Problem to solve
Change "navy striped throw pillow" to "blue striped cushion" in the lines from the start of the items through the line containing "138L256 150L256 121L234", keeping all else the same. Leave the pictures out of your answer.

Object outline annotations
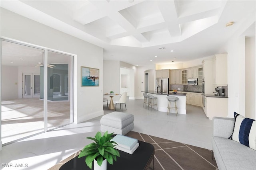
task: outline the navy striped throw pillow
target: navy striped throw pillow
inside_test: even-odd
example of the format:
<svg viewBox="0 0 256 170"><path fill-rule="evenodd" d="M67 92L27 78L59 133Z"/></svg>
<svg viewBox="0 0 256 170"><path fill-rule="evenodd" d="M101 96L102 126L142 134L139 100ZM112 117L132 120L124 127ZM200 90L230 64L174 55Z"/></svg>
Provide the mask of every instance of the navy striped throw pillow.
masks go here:
<svg viewBox="0 0 256 170"><path fill-rule="evenodd" d="M229 138L256 150L256 121L234 112L233 134Z"/></svg>

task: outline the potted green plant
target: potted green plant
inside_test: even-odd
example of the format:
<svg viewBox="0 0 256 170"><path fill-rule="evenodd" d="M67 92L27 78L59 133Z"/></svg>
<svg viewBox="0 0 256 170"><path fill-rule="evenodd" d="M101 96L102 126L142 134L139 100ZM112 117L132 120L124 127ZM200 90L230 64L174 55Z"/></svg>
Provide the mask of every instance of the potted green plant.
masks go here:
<svg viewBox="0 0 256 170"><path fill-rule="evenodd" d="M101 133L98 132L95 138L86 137L87 139L94 141L95 142L84 147L79 154L78 158L86 156L85 162L91 169L92 162L94 160L94 170L96 169L96 167L97 166L100 167L102 165L106 166L104 169L106 170L107 161L109 164L113 164L113 160L116 162L116 156L120 157L119 152L115 148L115 145L118 144L115 142L110 141L113 138L112 137L113 133L108 134L107 131L102 137ZM104 162L104 163L102 164ZM105 165L103 165L104 164Z"/></svg>

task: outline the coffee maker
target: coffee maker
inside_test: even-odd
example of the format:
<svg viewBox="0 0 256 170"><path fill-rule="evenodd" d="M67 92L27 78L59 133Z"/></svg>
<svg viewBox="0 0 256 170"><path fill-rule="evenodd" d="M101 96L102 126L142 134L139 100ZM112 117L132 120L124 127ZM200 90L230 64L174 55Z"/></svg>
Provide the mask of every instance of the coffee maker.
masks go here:
<svg viewBox="0 0 256 170"><path fill-rule="evenodd" d="M222 87L217 87L217 88L215 88L215 91L216 92L214 92L214 93L215 93L214 96L224 96L225 95L225 89L222 88Z"/></svg>

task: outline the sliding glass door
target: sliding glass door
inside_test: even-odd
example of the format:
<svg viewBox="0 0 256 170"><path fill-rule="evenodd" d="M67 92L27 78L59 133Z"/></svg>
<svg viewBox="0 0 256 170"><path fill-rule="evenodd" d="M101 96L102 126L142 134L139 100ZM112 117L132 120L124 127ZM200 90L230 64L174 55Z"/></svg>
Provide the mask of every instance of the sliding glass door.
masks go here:
<svg viewBox="0 0 256 170"><path fill-rule="evenodd" d="M1 45L4 145L73 122L73 56L8 40Z"/></svg>
<svg viewBox="0 0 256 170"><path fill-rule="evenodd" d="M73 122L73 56L48 51L48 127Z"/></svg>

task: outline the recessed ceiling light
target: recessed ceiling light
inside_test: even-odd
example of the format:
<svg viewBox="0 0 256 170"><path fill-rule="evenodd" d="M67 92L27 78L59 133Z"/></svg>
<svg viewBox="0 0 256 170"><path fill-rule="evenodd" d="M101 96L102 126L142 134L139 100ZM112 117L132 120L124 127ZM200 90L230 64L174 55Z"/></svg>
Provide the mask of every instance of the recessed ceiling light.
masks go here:
<svg viewBox="0 0 256 170"><path fill-rule="evenodd" d="M234 24L234 22L233 21L229 22L229 23L227 23L226 24L226 27L229 27L230 26L232 25L233 24Z"/></svg>

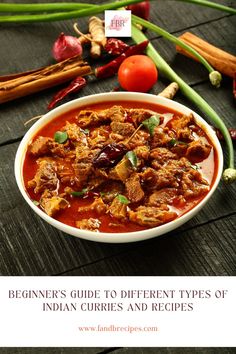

Exercise output
task: outline the blue striped cushion
target: blue striped cushion
inside_test: even-odd
example of the format:
<svg viewBox="0 0 256 170"><path fill-rule="evenodd" d="M67 92L27 78L59 133Z"/></svg>
<svg viewBox="0 0 256 170"><path fill-rule="evenodd" d="M101 96L102 126L142 134L139 100ZM112 117L132 120L124 127ZM200 90L230 64L174 55Z"/></svg>
Provide the mask of every instance of the blue striped cushion.
masks go here:
<svg viewBox="0 0 256 170"><path fill-rule="evenodd" d="M229 138L256 150L256 121L234 112L233 134Z"/></svg>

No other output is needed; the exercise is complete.